*YOUR TASK:*
With the line containing "point_to marks one point per instance of the cumulus" as the first and the final line of the entries as the last, repeat exactly the lines in that span, including both.
- Opening Delimiter -
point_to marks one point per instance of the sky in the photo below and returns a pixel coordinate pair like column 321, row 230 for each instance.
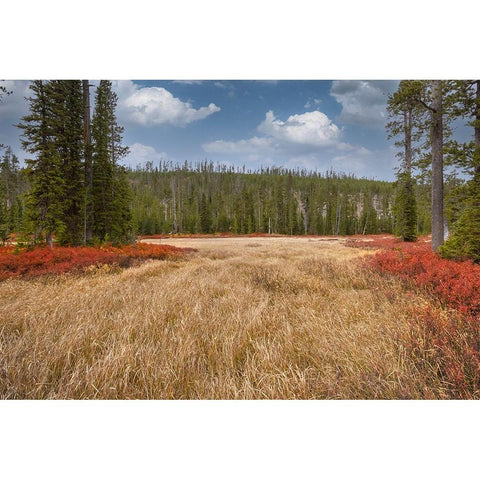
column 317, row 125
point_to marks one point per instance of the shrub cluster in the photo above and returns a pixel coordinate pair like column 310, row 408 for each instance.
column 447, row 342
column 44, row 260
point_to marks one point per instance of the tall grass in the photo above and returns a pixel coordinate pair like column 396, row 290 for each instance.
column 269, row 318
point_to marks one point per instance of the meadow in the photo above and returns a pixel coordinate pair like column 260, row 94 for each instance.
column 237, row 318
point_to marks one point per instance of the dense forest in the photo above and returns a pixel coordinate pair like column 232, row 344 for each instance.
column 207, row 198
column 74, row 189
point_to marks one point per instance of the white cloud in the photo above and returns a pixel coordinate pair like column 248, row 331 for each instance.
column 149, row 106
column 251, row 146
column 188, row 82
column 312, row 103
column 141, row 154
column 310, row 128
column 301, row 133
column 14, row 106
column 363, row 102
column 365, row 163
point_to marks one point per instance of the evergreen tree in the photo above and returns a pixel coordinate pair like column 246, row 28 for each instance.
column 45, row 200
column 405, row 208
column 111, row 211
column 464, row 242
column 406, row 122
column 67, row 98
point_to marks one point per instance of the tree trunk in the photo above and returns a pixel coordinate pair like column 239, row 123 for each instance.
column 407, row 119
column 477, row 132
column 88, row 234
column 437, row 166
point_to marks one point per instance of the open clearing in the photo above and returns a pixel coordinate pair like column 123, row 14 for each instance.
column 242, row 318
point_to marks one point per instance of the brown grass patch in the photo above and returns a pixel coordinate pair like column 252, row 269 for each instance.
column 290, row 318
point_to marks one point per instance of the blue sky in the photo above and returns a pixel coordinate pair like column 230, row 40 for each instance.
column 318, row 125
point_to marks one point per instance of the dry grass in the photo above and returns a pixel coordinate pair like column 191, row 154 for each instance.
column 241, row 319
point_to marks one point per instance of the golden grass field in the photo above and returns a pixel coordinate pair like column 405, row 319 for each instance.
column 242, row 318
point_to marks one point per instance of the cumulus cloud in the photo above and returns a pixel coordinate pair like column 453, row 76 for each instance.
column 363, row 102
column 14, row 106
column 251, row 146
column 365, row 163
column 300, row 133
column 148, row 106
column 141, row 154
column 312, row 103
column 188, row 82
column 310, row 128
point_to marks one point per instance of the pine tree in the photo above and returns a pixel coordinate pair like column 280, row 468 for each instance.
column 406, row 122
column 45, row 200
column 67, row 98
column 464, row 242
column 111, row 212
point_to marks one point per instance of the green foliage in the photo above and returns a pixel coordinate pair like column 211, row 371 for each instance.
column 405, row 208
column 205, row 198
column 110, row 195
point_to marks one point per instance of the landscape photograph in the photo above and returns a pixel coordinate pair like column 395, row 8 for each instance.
- Closing Delimiter -
*YOUR RESPONSE:*
point_to marks one point per instance of the cumulus cloud in the photo above and returns a pixel coordinate pair like column 453, row 76 for each instance.
column 363, row 102
column 14, row 106
column 251, row 146
column 365, row 163
column 300, row 133
column 148, row 106
column 141, row 154
column 312, row 103
column 188, row 82
column 310, row 128
point_to marks one point per instance of the pine tree in the photo above and returns a pixel coordinate pair like column 280, row 468 for each instance.
column 406, row 122
column 45, row 200
column 67, row 98
column 464, row 242
column 111, row 212
point_to marks one point per instance of the green foliage in the photo above and returns a pixel coordinate pair like column 211, row 371 for each instance.
column 405, row 208
column 205, row 198
column 110, row 195
point_to marks one point per instance of the landscape photograph in the photo above and returns a pixel coordinate pair like column 395, row 8 for each instance.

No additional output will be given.